═══ Supplied data ═══
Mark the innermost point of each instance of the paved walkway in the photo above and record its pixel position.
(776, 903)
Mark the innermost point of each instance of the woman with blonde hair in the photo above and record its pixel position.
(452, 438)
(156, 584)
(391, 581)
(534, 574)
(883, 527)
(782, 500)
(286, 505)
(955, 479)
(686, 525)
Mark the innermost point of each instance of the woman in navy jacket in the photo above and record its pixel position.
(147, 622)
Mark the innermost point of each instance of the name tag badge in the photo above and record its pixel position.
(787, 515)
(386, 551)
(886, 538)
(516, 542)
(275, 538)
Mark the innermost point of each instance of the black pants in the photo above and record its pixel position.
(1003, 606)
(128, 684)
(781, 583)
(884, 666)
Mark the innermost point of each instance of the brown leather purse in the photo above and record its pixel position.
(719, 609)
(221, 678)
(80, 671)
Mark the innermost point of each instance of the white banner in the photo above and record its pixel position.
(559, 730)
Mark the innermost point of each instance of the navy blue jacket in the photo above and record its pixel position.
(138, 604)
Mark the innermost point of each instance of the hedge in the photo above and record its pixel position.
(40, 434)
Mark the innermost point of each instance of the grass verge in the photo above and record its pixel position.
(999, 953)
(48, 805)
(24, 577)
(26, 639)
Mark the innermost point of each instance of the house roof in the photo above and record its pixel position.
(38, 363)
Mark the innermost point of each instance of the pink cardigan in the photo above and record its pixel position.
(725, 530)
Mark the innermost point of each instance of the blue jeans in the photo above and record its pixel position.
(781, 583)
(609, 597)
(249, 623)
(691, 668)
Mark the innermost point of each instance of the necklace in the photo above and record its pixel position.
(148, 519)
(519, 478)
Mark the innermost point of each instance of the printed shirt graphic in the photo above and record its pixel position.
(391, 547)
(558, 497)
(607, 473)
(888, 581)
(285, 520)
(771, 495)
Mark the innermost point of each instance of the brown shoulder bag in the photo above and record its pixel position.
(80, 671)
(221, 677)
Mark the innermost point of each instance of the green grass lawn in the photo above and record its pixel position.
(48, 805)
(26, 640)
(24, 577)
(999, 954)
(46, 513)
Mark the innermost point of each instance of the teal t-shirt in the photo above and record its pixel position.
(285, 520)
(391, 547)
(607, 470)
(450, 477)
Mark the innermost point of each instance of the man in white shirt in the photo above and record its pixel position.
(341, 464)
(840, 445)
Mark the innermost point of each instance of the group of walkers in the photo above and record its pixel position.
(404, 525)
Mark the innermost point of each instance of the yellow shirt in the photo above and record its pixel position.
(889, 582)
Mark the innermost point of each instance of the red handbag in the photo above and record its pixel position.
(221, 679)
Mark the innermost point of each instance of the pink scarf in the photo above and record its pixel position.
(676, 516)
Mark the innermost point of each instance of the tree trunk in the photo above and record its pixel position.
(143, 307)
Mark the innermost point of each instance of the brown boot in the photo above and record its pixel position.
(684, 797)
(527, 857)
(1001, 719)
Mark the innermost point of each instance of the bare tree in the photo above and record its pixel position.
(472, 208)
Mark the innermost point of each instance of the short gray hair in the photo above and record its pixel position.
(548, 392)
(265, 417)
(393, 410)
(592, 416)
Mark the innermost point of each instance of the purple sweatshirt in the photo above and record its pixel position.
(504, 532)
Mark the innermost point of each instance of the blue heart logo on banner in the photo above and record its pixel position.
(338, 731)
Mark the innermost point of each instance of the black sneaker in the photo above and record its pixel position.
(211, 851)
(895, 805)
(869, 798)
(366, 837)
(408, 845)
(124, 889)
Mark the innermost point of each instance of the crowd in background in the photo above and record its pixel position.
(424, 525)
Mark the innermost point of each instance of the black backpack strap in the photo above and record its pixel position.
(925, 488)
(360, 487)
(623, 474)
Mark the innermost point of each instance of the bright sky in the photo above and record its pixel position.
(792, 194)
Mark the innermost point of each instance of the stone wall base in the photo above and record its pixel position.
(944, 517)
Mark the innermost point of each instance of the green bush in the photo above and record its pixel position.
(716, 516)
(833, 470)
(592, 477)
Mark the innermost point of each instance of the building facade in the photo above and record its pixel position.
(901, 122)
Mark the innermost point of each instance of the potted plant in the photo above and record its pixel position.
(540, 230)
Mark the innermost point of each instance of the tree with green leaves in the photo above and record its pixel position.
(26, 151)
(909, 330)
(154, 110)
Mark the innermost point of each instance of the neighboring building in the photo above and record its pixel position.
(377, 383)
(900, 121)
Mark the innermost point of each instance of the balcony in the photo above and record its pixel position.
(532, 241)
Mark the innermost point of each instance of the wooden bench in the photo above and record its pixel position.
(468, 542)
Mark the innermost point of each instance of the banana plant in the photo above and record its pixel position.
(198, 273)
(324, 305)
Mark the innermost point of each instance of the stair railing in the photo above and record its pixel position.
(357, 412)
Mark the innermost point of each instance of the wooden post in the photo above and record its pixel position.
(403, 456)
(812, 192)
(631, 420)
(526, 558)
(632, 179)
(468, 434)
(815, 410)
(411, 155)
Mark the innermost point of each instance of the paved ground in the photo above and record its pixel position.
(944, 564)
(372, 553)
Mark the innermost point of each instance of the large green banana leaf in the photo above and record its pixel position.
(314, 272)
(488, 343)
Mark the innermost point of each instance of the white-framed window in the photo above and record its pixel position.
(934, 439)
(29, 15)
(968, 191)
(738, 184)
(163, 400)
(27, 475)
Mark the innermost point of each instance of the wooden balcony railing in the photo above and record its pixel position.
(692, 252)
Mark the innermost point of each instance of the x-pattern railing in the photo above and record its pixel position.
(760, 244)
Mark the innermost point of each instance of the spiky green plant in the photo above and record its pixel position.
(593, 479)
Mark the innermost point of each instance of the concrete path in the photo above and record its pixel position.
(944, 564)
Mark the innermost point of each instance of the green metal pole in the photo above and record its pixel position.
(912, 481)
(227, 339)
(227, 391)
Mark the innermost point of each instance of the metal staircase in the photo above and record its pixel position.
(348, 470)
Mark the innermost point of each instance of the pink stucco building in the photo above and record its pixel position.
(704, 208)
═══
Produce an exact copy of every entry above.

Mark the innermost point of each instance of the paved walkway in the photo above and record its pixel position.
(776, 903)
Mark the innermost point of each instance of the woman with blonde hair in the photo above and record its pixel position.
(452, 438)
(156, 584)
(391, 581)
(534, 574)
(883, 527)
(782, 500)
(286, 505)
(955, 479)
(686, 525)
Mark the innermost point of each instance of the woman in navy jacket in the photo above and record its pixel position.
(147, 622)
Mark the innermost point of each instance of the name tag badge in the photo above and record its pixel position.
(787, 515)
(386, 551)
(886, 538)
(516, 542)
(275, 538)
Mark the innermost point of each instance of the black pants in the photo above and record its pixel position.
(1003, 606)
(128, 684)
(781, 583)
(884, 666)
Mark the innermost point of each instance of the brown leather purse in the photo above and record its pixel position.
(719, 609)
(221, 678)
(80, 671)
Mark the innermost point of each instance of the white banner in the photo above and record its pixel position.
(559, 730)
Mark the innermost point of each instance of the navy blue jacket in the photo above and record its pixel position.
(138, 604)
Mark the innermost point of each instance of the hedge in the photo above and record its pixel position.
(40, 434)
Mark the innermost point of each instance of the grass verge in the photo above and record its pixel position.
(999, 953)
(48, 805)
(24, 577)
(26, 639)
Mark the innermost point of each instance of the house roof in the photo above and record its pixel position.
(38, 363)
Mark the innermost point of each instance of the pink cardigan in the photo above and record its pixel position.
(725, 530)
Mark the innermost point of each instance of the blue jeans in the photo above and record its pixel position.
(781, 583)
(609, 597)
(249, 623)
(691, 668)
Mark the innermost point of each instance of the necklace in the photo above and record its pixel position.
(148, 519)
(519, 478)
Mark the innermost point of each instance of the printed shirt graphic in the photo above and record its pixel position.
(391, 547)
(558, 497)
(607, 473)
(888, 581)
(285, 520)
(771, 495)
Mark the innermost point of each instance of the brown shoulder bag in the photo above and record its pixel position.
(80, 671)
(221, 677)
Mark the innermost point of each instance of the green grass lawn in the photo above and record its pixel position.
(48, 805)
(26, 640)
(24, 577)
(999, 954)
(46, 513)
Mark the innermost point of each instance of the teal t-shirt in the photo above and record its pixel position.
(285, 520)
(391, 547)
(607, 470)
(450, 477)
Mark the innermost point of each instance of the man in white shirt in the photo above and record its pixel position.
(341, 464)
(840, 445)
Mark the innermost point of each instance of the group of walkers in the photo above and record its pixel position.
(404, 525)
Mark the innermost point of each instance of the yellow shirt in the photo above and record its pixel position.
(889, 582)
Mark the innermost point of each instance of the red handbag in the photo above and record its pixel position.
(221, 679)
Mark the innermost point of each instance of the pink scarf in the photo above and record its pixel position.
(676, 516)
Mark the innermost point of each instance of the tree trunk in the photo above and record its pixel position.
(143, 307)
Mark the innermost point of each instance of the brown boot in the photo above and record its pixel position.
(684, 797)
(527, 857)
(1001, 719)
Mark the innermost point of each instance of the bare tree in the photo above and record its pixel position.
(472, 208)
Mark the innermost point of each instance of the short gray hair in the photo above and record its pixel position.
(548, 392)
(265, 417)
(393, 410)
(592, 416)
Mark the innermost point of each instance of the purple sweatshirt in the photo above and record its pixel position.
(504, 532)
Mark the innermost point of each instance of the blue heart logo on banner in the photo above and record its pixel position.
(338, 731)
Mark the innermost point of each instance of the black sneaker in the photo above and record its pixel position.
(211, 851)
(895, 805)
(869, 798)
(366, 837)
(408, 845)
(124, 889)
Mark the innermost point of each instance of the crowd in background in the photo above and record its pixel position.
(424, 525)
Mark the innermost point of each instance of the black backpack strap in the photo above and record its pixel position.
(925, 488)
(360, 487)
(623, 474)
Mark the innermost point of each instance of the bright sky in the photo above and record its pixel position.
(792, 194)
Mark the innermost point of each instance of the stone wall base in the photo above and record its pixel position.
(944, 517)
Mark the innermost point of each instance of the green bush in the photo above and record its pixel position.
(716, 516)
(833, 470)
(592, 477)
Mark the innermost point of each instance of the building facade in the photo above and record its pixel position.
(901, 122)
Mark the innermost point of each instance of the potted plant in the photo above and record its pixel position.
(540, 230)
Mark the innermost point of each instance of the tree with green leaves in the photo above and record its pixel position.
(26, 151)
(909, 330)
(154, 110)
Mark the innermost point of each instance of the neighboring building in the photo above and record its pixel position.
(377, 383)
(900, 121)
Mark the innermost point of each instance of the balcony in the photo above and record its pixel position.
(532, 241)
Mark the innermost point of each instance of the wooden bench in the photo above and record its pixel position.
(468, 542)
Mark the innermost point of each instance of the banana plant in the photo above and record its pixel position.
(198, 273)
(324, 305)
Mark the innermost point of each instance of the stair railing in the photo above and record its pixel position.
(357, 412)
Mark the innermost point of each instance of the wooden post in the photo above and record its pixel position.
(403, 456)
(812, 192)
(631, 420)
(526, 558)
(632, 179)
(468, 434)
(815, 410)
(411, 155)
Mark the innermost point of each instance of the paved ground in the photo above and record its pixel position.
(944, 564)
(372, 553)
Mark the innermost point of each instance of the large green banana leaf in the photo above and record its pixel position.
(314, 272)
(488, 343)
Mark the innermost point of each instance of the white-framed window in the photo above and record its pixel position.
(934, 439)
(29, 15)
(968, 191)
(738, 184)
(163, 400)
(27, 475)
Mark the innermost point of each instance of the wooden balcony railing in the photo above and record its pixel position.
(692, 252)
Mark the innermost point of each instance of the x-pattern railing in the photo above and record its pixel position.
(760, 244)
Mark the innermost point of each instance of the spiky green plant in the photo above and record its pixel position.
(593, 479)
Mark the innermost point of each instance of the concrete path in the photo above and record its pixel position.
(944, 564)
Mark the innermost point of each instance of the green metal pole in the photo above and record its pixel position.
(912, 481)
(227, 339)
(227, 391)
Mark the innermost point of each instance of the metal staircase in the photo above and record its pixel position.
(348, 470)
Mark the innermost point of each instance of the pink stucco building in the photo above and record its pixel position.
(704, 208)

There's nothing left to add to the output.